## Kutipan
☆ ☆ ☆ ☆ ☆

Pendidikan Politik

Photo Author
- Kamis, 2 Mei 2024 | 09:10 WIB
Drs. Johanes Eka Priyatma, M.Sc.,Ph.D.
Drs. Johanes Eka Priyatma, M.Sc.,Ph.D.

KRjogja.com - PENDIDIKAN dewasa ini mengalami tantangan yang maha berat. Tantangan menjadi semakin berat manakala menyangkut sikap, nilai-nilai, dan kesadaran. Tantangan itu salah satunya berasal dari masifnya gejala demokratisasi pengetahuan. Gejala ini memungkinkan siapapun sekaligus mengonsumsi dan memproduksi pengetahuan dan nilai-nilai dengan mudah lewat jaringan komputer. Akibatnya, kebenaran menjadi semakin relatif sehingga tirani mayoritas sering menyingkirkan rasionalitas dan keadaban publik.

Sebagai bangsa yang besar nan beragam, kita telah memilih demokrasi modern sebagai jalan menuju kesejahteraan, keadilan, dan kemajuan. Pilihan ini bukan tanpa resiko justru di era post truth dan kecerdasan buatan (AI) ini. Di era ini, kebenaran dan rasionalitas menjadi rumit dikelola karena AI memudahkan pemalsuan dan manipulasi. Meskipun Yuval N. Harari (2018, h.45) dalam bukunya “21 Lesson for 21st Century “ beranggapan bahwa demokrasi bukanlah sistem pengambilan keputusan yang rasional, tetapi rasionalitas dan etika sepatutnya menjadi pondasi utama demokrasi.

Dalam rangka memperingati Hari Pendidikan Nasional 2024, kiranya tepat bagi kita untuk merefleksikan perjalanan bangsa mengelola Pemilihan Umum yang baru saja usai dalam konteks pendidikan politik. Pendidikan pada wilayah ini sangat penting dan strategis bagi masa depan kita. Sayangnya, partai beserta pemimpinya sering melupakan bahwa pemilu juga kegiatan maha penting bagi pendidikan politik dan demokrasi sebuah bangsa. Lebih-lebih Pemilu 2024 melibatkan kaum muda sebagai penentu utamanya.

Pendidikan politik mengajarkan individu atau kelompok tentang sistem politik, teori, dan konsep, serta mengembangkan kesadaran tentang hak dan tanggung jawab warga, partisipasi politik, dan keterampilan berpikir kritis. Tujuannya memberikan pengetahuan dan alat yang diperlukan bagi masyarakat untuk memahami bagaimana sistem politik beroperasi dan dapat terlibat aktif dalam proses politik.

Pendidikan politik dapat dilakukan di berbagai lingkungan, termasuk sekolah, perguruan tinggi, universitas, organisasi masyarakat, dan kelompok advokasi politik. Pendidikan ini memainkan peran penting dalam menumbuhkan kesadaran warga negara dalam memberikan kontribusi positif pada proses politik yang pada akhirnya akan menumbuhkan kesejahteraan masyarakat secara keseluruhan.

☆ ☆ ☆ ☆ ☆

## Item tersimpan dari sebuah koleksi
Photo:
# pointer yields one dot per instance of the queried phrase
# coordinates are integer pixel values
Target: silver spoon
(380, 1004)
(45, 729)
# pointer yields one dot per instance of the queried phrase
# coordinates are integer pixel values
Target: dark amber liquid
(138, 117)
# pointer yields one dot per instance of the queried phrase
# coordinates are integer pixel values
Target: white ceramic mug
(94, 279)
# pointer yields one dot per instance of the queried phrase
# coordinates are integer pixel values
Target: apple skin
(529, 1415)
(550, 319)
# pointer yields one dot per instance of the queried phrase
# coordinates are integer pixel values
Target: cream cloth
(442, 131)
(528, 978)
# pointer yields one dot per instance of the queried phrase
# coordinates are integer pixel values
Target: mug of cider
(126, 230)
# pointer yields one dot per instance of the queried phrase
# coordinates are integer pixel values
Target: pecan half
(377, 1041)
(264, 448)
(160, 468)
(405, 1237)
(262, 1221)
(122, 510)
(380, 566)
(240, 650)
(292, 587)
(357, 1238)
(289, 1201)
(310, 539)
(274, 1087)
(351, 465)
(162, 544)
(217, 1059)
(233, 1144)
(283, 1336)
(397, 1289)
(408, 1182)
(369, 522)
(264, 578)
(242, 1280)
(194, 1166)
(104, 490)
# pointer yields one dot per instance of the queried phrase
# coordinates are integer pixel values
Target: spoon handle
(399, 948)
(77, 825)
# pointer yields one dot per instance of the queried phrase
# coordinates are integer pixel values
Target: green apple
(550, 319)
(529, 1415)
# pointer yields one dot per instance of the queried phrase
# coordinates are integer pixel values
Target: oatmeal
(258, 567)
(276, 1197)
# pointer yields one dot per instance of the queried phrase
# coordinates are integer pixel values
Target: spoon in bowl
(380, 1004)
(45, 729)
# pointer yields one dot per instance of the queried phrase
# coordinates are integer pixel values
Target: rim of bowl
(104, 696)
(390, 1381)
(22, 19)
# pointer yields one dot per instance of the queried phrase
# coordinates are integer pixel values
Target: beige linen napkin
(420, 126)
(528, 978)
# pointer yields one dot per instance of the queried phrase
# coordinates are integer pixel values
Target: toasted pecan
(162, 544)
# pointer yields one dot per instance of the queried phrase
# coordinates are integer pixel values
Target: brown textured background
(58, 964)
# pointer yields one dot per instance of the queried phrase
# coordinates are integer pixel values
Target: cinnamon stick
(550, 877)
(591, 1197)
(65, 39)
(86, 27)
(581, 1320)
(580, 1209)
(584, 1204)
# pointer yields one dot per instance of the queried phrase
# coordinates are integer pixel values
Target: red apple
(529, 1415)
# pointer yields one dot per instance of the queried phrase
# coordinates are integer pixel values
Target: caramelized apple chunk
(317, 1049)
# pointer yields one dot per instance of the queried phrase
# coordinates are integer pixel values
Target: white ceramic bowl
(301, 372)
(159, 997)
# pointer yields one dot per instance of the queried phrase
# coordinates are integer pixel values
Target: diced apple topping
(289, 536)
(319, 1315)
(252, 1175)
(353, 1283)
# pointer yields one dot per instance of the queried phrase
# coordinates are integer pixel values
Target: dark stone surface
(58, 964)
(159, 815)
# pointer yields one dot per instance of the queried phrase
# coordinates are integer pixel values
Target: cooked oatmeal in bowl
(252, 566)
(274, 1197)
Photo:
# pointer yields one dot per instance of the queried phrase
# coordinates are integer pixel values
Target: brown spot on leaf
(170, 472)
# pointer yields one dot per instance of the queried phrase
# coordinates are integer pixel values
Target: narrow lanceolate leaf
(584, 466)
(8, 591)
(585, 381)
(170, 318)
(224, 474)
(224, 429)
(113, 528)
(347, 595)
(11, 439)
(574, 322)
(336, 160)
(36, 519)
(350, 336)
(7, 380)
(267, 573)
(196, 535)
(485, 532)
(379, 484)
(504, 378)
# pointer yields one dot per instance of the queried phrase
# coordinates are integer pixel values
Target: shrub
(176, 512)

☆ ☆ ☆ ☆ ☆

## Perintah 1
Kembalikan bagian artikel pendidikan politik mulai dari "Pendidikan politik mengajarkan" terus ke bawah sampai "dalam proses politik.", tanpa mengubah satu kata pun.
## Perintah 2
Tentukan apakah setiap pernyataan berikut sesuai dengan artikel pendidikan politik. Jawab ya atau tidak, lalu kutip kata-kata artikel yang menentukan jawaban itu.
(a) Pemilu 2024 melibatkan kaum muda sebagai penentu utamanya.
(b) Pendidikan politik hanya dapat dilakukan di sekolah.
(c) Harari menganggap demokrasi sebagai sistem pengambilan keputusan yang rasional.
## Perintah 3
Lanjutkan artikel pendidikan politik, dimulai setelah kalimat terakhirnya.

## Hasil Tugas 1
Pendidikan politik mengajarkan individu atau kelompok tentang sistem politik, teori, dan konsep, serta mengembangkan kesadaran tentang hak dan tanggung jawab warga, partisipasi politik, dan keterampilan berpikir kritis. Tujuannya memberikan pengetahuan dan alat yang diperlukan bagi masyarakat untuk memahami bagaimana sistem politik beroperasi dan dapat terlibat aktif dalam proses politik.

## Hasil Tugas 2
(a) Ya: "Lebih-lebih Pemilu 2024 melibatkan kaum muda sebagai penentu utamanya."
(b) Tidak: "Pendidikan politik dapat dilakukan di berbagai lingkungan, termasuk sekolah, perguruan tinggi, universitas, organisasi masyarakat, dan kelompok advokasi politik."
(c) Tidak: "beranggapan bahwa demokrasi bukanlah sistem pengambilan keputusan yang rasional"

## Hasil Tugas 3
Di era yang semakin terbuka serta semakin intensifnya masyarakat menggunakan media digital, pendidikan politik sejatinya berlangsung secara alami lewat berbagai berita, wacana, dan keputusan yang diambil para pemimpin/penguasa dan aktivis politik. Lewat ucapan, tindakan, dan lobi-lobi politik yang mereka lakukan, masyarakat secara tidak langsung belajar dan memahami bagaimana politik dan demokrasi berkerja.

Pelajaran yang dipetik masyarakat sangat banyak serta tidak melulu terkait dengan bagaimana mekanisme atau prosedur keputusan politik diambil. Di sebalik berbagai prosedur formal tersebut, masyarakat belajar tentang nilai-nilai serta landasan etika dan moral yang terkait. Nilai etika dan moral politik ini malah lebih penting karena dapat menjadi dasar untuk menentukan kualitas hidup berdemokrasi.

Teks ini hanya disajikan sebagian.